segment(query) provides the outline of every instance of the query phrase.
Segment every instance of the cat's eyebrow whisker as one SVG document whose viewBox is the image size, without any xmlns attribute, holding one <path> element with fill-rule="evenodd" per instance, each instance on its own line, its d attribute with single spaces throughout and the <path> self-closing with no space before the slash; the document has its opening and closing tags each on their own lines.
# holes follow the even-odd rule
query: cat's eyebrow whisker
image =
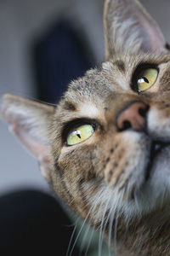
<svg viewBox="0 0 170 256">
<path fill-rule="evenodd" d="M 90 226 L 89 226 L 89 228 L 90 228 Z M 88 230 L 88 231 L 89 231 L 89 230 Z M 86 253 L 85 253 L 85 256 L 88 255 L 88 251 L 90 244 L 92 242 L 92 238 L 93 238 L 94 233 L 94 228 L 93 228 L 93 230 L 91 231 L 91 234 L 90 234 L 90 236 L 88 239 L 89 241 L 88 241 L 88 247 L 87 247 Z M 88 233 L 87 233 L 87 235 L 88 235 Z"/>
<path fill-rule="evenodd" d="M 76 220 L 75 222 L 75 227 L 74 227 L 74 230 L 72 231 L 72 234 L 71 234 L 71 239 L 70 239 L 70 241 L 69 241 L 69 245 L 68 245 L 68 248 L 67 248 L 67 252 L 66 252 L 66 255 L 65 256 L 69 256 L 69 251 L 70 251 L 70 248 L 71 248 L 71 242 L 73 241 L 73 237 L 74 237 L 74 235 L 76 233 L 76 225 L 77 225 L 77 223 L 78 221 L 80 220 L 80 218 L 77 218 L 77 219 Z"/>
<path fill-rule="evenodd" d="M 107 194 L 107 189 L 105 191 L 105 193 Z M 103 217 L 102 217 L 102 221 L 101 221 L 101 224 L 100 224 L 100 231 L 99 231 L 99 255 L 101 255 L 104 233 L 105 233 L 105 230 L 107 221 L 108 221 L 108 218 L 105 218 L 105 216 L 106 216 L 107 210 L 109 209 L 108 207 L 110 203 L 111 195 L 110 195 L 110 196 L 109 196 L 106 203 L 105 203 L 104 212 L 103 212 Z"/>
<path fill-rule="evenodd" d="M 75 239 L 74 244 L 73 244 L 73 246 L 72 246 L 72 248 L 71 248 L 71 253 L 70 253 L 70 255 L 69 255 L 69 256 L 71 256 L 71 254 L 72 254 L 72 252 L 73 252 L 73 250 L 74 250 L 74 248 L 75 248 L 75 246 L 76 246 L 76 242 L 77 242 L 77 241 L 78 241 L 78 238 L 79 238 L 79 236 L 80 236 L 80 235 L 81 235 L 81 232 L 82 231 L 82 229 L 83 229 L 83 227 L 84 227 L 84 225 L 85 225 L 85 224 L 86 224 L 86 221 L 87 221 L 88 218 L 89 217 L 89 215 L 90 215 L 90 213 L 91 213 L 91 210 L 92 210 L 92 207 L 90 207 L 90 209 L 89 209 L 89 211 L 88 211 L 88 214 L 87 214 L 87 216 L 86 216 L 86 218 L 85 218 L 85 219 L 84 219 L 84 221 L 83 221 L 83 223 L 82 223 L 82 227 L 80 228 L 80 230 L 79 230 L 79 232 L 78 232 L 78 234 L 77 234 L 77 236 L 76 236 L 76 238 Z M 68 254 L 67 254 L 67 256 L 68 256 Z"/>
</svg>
------------------------------
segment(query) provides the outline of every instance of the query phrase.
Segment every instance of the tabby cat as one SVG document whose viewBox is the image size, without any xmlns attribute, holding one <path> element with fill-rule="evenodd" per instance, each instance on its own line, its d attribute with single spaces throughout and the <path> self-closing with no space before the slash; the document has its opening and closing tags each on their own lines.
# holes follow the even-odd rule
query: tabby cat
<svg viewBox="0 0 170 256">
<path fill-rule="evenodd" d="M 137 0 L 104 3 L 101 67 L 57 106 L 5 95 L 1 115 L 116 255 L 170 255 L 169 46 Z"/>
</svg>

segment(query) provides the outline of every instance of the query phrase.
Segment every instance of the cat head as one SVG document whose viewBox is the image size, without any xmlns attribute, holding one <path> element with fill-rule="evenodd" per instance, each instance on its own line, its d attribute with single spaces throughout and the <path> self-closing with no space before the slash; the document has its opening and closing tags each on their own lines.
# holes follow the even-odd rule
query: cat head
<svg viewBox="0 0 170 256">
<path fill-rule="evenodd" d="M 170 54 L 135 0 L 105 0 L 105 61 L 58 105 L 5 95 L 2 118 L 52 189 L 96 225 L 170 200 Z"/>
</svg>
------------------------------
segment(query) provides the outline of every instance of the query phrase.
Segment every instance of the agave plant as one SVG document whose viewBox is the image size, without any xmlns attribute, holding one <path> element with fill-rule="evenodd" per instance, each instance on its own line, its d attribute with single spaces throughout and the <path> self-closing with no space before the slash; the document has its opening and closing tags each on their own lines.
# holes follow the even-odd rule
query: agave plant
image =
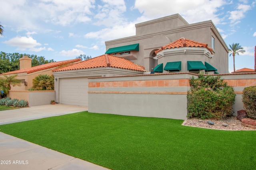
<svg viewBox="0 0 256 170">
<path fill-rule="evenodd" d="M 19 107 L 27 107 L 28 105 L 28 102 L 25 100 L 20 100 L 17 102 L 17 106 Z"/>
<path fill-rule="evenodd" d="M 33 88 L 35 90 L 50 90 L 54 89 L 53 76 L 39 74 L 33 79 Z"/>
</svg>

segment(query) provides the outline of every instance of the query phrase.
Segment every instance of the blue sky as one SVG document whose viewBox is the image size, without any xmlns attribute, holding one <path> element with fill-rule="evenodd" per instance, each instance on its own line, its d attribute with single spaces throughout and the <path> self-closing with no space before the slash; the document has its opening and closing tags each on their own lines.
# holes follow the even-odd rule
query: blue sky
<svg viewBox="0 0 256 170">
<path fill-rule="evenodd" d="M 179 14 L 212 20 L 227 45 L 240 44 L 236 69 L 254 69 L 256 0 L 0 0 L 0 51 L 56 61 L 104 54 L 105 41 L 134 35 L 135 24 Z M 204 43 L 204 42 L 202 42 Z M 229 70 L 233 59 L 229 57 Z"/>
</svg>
------------------------------
▸ What this task involves: Pull out each line in the rows above that contains the string "head", and copy those lines unchanged.

▸ Right answer:
Segment every instance of the cat head as one SVG document whose viewBox is the image size, without any xmlns attribute, holding one <path> element with fill-rule="evenodd" per instance, each instance on its own line, its d attribute with single spaces throughout and the <path> self-closing with no space before the slash; the document has its opening and closing tags each on their own lines.
query: cat head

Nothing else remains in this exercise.